═══ Available records

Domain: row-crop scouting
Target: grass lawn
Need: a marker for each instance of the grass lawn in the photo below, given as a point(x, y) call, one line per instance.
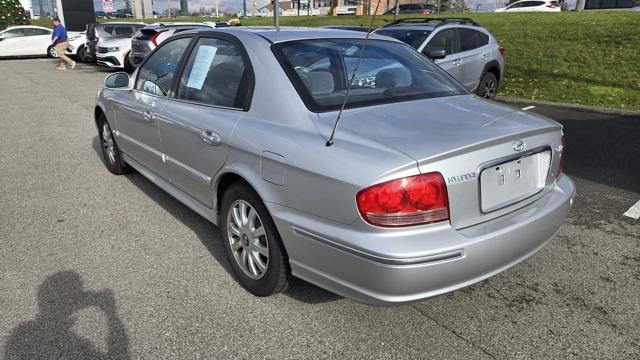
point(590, 58)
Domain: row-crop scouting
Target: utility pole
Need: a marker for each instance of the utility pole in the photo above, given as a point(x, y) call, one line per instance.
point(276, 15)
point(395, 13)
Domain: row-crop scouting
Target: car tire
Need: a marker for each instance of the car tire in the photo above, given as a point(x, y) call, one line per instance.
point(488, 87)
point(252, 243)
point(111, 153)
point(51, 52)
point(80, 55)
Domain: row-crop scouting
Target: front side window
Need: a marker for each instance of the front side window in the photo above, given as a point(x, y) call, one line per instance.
point(468, 39)
point(412, 37)
point(156, 74)
point(214, 75)
point(388, 72)
point(12, 33)
point(36, 32)
point(446, 40)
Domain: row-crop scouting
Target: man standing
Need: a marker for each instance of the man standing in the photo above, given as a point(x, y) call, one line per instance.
point(59, 40)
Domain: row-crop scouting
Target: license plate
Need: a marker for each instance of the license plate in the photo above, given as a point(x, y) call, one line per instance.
point(509, 182)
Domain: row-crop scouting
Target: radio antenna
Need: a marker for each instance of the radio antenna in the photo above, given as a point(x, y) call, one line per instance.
point(353, 76)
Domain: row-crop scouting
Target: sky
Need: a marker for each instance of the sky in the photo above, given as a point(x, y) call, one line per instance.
point(236, 5)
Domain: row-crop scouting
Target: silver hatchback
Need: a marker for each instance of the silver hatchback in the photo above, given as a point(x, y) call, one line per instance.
point(463, 48)
point(422, 189)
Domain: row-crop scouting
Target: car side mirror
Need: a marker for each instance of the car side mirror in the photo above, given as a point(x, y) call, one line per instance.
point(119, 80)
point(436, 54)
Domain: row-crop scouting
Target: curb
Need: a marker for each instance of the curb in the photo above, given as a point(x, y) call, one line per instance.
point(598, 109)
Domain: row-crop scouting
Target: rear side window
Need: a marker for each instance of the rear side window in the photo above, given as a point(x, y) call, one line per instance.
point(444, 40)
point(156, 74)
point(472, 39)
point(216, 74)
point(13, 33)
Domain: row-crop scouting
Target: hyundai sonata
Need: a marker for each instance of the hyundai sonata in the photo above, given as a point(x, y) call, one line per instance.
point(353, 163)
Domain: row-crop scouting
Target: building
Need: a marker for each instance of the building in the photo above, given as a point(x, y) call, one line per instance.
point(368, 7)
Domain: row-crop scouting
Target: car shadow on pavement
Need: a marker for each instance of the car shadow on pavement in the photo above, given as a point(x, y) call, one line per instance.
point(209, 235)
point(51, 334)
point(605, 151)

══════

Exercise goal –
Within the material above, copy exactly the lines from the line that holds "Need: a marker for each instance of the man" up to and including the line that holds "Target: hyundai sonata".

Written response –
Need: a marker for each instance of the man standing in the photo above, given as a point(x, y) call, one line per instance.
point(59, 40)
Domain: row-crop scouting
Target: license plate
Need: a marker for each instance of the license plate in the photo above, given as a point(x, y) call, one line per instance.
point(509, 182)
Domain: row-crop scouting
Target: radio antenna
Need: a marker for each instance of the radio antenna in the photo above, given as a point(x, y) call, one line per instance.
point(353, 76)
Domain: row-crop scouting
Target: sky
Need: a marker for each instance of the sky in the photo above, given as a point(x, y) call, one line per instance.
point(236, 5)
Domain: row-crop scouting
Target: silver hatchback
Need: a marker for each instance of the silver hatchback in the photo above, given as a point(x, y) call, one line per instance.
point(463, 48)
point(422, 189)
Domain: row-crop scouting
Target: car side mirror
Need: a marker for each instance of the car side mirror in the photo above, given as a point(x, y) call, one line per instance.
point(119, 80)
point(436, 54)
Domain: row-crop scouting
Target: curb
Need: a marker for each instance of the curb in the photo above, given as a point(x, y) call, one line per instance.
point(598, 109)
Domain: row-crop scouting
Target: rear side window
Need: a marker for each instance of the rear side window in the photo above, given as a point(x, y) call, one line per instance.
point(444, 40)
point(156, 74)
point(472, 39)
point(216, 74)
point(13, 33)
Domain: row-crop scouting
Target: hyundai sonata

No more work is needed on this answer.